◆ ASSIGNED TASK: Transcribe the entries below exactly, starting with the line that has "Target: rigging line" and stopping after the line that has "A point belongs on each instance of the hedge."; no pictures belong in the copy.

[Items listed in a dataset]
──────────────────────────────
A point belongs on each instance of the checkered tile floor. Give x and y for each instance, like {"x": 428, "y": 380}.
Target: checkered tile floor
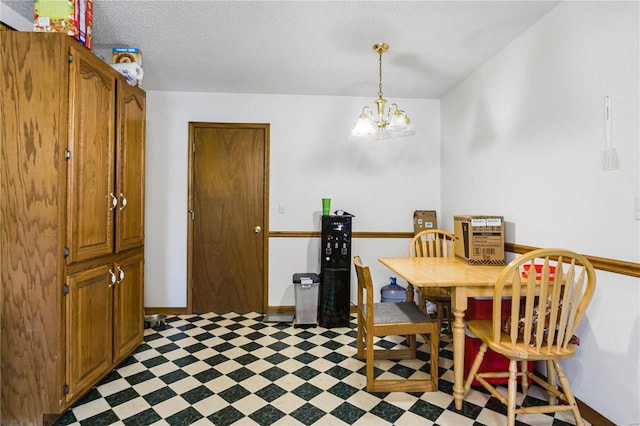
{"x": 236, "y": 369}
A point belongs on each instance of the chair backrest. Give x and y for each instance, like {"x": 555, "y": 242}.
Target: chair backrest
{"x": 551, "y": 289}
{"x": 365, "y": 283}
{"x": 432, "y": 243}
{"x": 365, "y": 290}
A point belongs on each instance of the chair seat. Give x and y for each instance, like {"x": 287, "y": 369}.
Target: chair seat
{"x": 397, "y": 312}
{"x": 522, "y": 351}
{"x": 436, "y": 292}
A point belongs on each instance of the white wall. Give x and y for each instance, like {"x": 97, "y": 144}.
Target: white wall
{"x": 381, "y": 182}
{"x": 522, "y": 137}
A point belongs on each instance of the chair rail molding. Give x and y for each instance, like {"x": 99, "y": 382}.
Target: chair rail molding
{"x": 622, "y": 267}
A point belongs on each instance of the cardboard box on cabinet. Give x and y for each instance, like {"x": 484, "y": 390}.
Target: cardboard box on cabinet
{"x": 424, "y": 219}
{"x": 121, "y": 55}
{"x": 479, "y": 239}
{"x": 73, "y": 17}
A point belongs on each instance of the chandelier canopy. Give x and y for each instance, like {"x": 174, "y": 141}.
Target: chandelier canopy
{"x": 390, "y": 121}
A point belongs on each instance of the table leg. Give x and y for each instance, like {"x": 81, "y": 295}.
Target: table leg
{"x": 459, "y": 305}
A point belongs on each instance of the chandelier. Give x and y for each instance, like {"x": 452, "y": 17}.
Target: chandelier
{"x": 390, "y": 121}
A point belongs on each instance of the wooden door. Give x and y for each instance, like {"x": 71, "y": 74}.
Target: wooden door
{"x": 92, "y": 91}
{"x": 89, "y": 307}
{"x": 228, "y": 198}
{"x": 128, "y": 316}
{"x": 130, "y": 149}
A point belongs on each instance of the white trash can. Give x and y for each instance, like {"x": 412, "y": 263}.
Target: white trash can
{"x": 306, "y": 289}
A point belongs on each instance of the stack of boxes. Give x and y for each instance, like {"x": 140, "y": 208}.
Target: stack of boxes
{"x": 120, "y": 55}
{"x": 480, "y": 241}
{"x": 423, "y": 220}
{"x": 74, "y": 17}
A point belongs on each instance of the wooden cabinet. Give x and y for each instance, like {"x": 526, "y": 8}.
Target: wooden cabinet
{"x": 72, "y": 222}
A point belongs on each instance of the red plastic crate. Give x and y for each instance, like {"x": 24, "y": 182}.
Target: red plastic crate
{"x": 482, "y": 309}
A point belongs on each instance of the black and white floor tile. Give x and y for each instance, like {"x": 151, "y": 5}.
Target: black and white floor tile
{"x": 236, "y": 369}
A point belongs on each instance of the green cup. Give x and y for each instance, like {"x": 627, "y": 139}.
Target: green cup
{"x": 326, "y": 206}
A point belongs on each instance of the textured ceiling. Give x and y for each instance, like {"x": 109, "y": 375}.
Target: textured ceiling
{"x": 308, "y": 47}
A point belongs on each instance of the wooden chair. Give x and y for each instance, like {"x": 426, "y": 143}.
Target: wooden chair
{"x": 547, "y": 307}
{"x": 392, "y": 319}
{"x": 434, "y": 243}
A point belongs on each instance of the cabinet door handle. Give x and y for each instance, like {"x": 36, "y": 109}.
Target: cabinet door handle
{"x": 114, "y": 201}
{"x": 113, "y": 278}
{"x": 123, "y": 202}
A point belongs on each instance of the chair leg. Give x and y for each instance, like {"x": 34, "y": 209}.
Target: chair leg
{"x": 511, "y": 392}
{"x": 566, "y": 389}
{"x": 411, "y": 341}
{"x": 551, "y": 378}
{"x": 475, "y": 366}
{"x": 525, "y": 378}
{"x": 435, "y": 356}
{"x": 360, "y": 342}
{"x": 369, "y": 362}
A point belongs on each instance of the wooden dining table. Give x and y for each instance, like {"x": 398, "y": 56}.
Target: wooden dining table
{"x": 463, "y": 280}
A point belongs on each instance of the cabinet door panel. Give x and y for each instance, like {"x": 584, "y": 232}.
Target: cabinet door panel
{"x": 130, "y": 168}
{"x": 128, "y": 326}
{"x": 89, "y": 332}
{"x": 91, "y": 164}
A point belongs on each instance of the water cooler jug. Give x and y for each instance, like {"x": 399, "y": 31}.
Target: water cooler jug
{"x": 334, "y": 299}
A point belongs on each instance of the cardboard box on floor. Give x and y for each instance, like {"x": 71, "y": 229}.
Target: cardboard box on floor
{"x": 479, "y": 239}
{"x": 424, "y": 219}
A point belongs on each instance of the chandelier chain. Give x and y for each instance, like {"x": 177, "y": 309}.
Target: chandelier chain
{"x": 380, "y": 74}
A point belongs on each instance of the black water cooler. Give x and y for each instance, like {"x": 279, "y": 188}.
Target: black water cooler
{"x": 334, "y": 298}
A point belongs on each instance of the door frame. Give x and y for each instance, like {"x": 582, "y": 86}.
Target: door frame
{"x": 265, "y": 203}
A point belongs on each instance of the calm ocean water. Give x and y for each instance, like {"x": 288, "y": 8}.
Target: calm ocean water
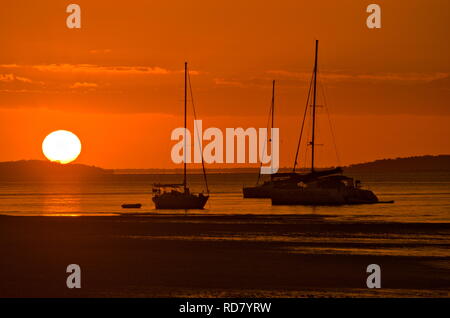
{"x": 419, "y": 197}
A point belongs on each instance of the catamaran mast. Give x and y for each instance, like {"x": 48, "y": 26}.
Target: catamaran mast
{"x": 314, "y": 108}
{"x": 185, "y": 125}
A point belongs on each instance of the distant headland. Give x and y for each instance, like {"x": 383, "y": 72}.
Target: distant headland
{"x": 405, "y": 164}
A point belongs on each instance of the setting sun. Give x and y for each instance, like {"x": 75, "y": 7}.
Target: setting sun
{"x": 61, "y": 146}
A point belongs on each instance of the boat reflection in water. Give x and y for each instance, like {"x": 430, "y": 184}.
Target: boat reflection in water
{"x": 316, "y": 187}
{"x": 178, "y": 196}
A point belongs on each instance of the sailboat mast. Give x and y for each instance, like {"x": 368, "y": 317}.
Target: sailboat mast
{"x": 185, "y": 124}
{"x": 314, "y": 108}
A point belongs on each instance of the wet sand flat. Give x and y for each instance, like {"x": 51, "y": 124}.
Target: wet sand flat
{"x": 227, "y": 256}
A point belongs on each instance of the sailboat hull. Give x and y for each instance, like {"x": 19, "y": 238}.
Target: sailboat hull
{"x": 180, "y": 201}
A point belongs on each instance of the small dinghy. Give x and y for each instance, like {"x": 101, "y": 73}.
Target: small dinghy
{"x": 131, "y": 206}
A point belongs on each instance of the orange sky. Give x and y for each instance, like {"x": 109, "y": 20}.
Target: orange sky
{"x": 117, "y": 82}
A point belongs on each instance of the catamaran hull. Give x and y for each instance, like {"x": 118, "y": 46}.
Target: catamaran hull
{"x": 180, "y": 202}
{"x": 322, "y": 197}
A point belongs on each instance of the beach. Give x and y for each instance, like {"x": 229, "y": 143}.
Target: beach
{"x": 151, "y": 255}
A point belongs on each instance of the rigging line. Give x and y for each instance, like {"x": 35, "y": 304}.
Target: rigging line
{"x": 264, "y": 146}
{"x": 303, "y": 123}
{"x": 198, "y": 135}
{"x": 322, "y": 85}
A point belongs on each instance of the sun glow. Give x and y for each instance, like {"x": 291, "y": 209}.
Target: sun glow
{"x": 61, "y": 146}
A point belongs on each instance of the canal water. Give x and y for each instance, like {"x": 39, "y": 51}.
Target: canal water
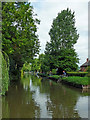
{"x": 36, "y": 97}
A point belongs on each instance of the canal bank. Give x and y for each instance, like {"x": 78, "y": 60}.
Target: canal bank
{"x": 75, "y": 81}
{"x": 35, "y": 97}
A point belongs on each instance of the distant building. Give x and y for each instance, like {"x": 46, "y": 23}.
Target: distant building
{"x": 84, "y": 66}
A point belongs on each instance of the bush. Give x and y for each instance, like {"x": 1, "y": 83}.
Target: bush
{"x": 54, "y": 71}
{"x": 81, "y": 74}
{"x": 55, "y": 76}
{"x": 77, "y": 80}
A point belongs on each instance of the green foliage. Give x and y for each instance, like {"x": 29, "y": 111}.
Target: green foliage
{"x": 60, "y": 50}
{"x": 54, "y": 71}
{"x": 19, "y": 38}
{"x": 81, "y": 74}
{"x": 77, "y": 80}
{"x": 44, "y": 63}
{"x": 4, "y": 82}
{"x": 26, "y": 67}
{"x": 55, "y": 76}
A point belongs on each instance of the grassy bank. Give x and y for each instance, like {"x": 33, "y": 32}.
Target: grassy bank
{"x": 71, "y": 79}
{"x": 77, "y": 80}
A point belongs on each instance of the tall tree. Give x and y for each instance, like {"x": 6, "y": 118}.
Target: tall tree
{"x": 19, "y": 38}
{"x": 63, "y": 34}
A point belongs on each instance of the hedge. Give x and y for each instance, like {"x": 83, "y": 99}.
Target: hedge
{"x": 81, "y": 74}
{"x": 4, "y": 78}
{"x": 77, "y": 80}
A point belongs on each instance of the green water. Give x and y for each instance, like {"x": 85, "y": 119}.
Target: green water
{"x": 34, "y": 97}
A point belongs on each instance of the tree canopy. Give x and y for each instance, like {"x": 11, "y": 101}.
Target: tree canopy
{"x": 19, "y": 27}
{"x": 63, "y": 36}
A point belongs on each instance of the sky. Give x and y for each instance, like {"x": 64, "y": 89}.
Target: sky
{"x": 47, "y": 10}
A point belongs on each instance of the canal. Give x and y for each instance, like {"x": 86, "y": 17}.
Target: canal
{"x": 36, "y": 97}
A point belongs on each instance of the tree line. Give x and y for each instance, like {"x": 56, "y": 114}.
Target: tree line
{"x": 21, "y": 43}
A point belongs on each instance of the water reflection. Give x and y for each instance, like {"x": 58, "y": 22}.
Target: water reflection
{"x": 33, "y": 97}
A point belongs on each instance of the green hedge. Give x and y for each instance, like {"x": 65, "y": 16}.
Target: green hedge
{"x": 81, "y": 74}
{"x": 43, "y": 75}
{"x": 77, "y": 80}
{"x": 54, "y": 76}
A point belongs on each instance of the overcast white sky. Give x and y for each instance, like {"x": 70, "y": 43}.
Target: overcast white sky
{"x": 47, "y": 10}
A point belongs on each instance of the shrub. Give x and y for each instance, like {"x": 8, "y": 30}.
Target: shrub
{"x": 81, "y": 74}
{"x": 54, "y": 71}
{"x": 77, "y": 80}
{"x": 4, "y": 78}
{"x": 55, "y": 76}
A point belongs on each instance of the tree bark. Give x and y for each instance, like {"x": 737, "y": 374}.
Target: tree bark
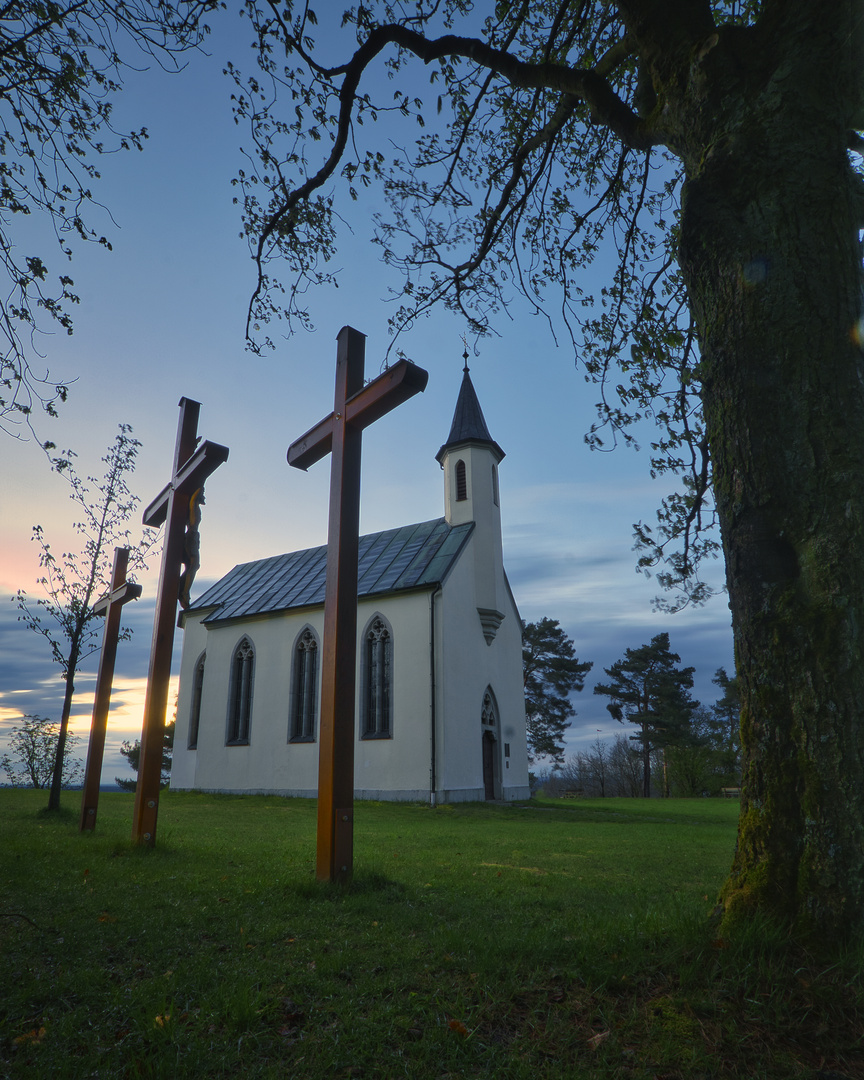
──────────────────────────────
◆ SOLUTION TO THIS EXERCISE:
Target: rigging line
{"x": 264, "y": 146}
{"x": 303, "y": 123}
{"x": 198, "y": 135}
{"x": 322, "y": 85}
A point belongs on each instance of the sun glow. Give x and y for each instance, like {"x": 291, "y": 209}.
Target: sun glow
{"x": 61, "y": 146}
A point belongs on each instance of the canal water. Give x and y for each instance, like {"x": 39, "y": 51}.
Target: canal water
{"x": 36, "y": 97}
A point belongs on each instance of the canal bank. Give x and y for each instance, like {"x": 78, "y": 60}.
Target: canal bank
{"x": 75, "y": 81}
{"x": 35, "y": 97}
A point belongs on each instance of the distant building. Give x and y for each instance, like {"x": 46, "y": 23}.
Target: distant building
{"x": 84, "y": 66}
A point belongs on each instance of the bush. Give x and y for each instance, like {"x": 1, "y": 83}.
Target: bush
{"x": 54, "y": 71}
{"x": 81, "y": 74}
{"x": 55, "y": 76}
{"x": 77, "y": 80}
A point belongs on each instance of the green foliage. Give x and y for each instance, like {"x": 29, "y": 111}.
Target: green foliage
{"x": 60, "y": 50}
{"x": 54, "y": 71}
{"x": 19, "y": 38}
{"x": 81, "y": 74}
{"x": 77, "y": 80}
{"x": 44, "y": 63}
{"x": 4, "y": 82}
{"x": 26, "y": 67}
{"x": 55, "y": 76}
A point belongs on each instance of the grassy bank. Give x and y for each instance, like {"x": 33, "y": 32}.
Target: grassy bank
{"x": 71, "y": 79}
{"x": 77, "y": 80}
A point belongs on each instance of the tall tree. Give x and y for each instance, like {"x": 6, "y": 118}.
Target: tall tree
{"x": 19, "y": 38}
{"x": 63, "y": 34}
A point belongs on each instance of the hedge. Give x and y for each instance, like {"x": 83, "y": 99}.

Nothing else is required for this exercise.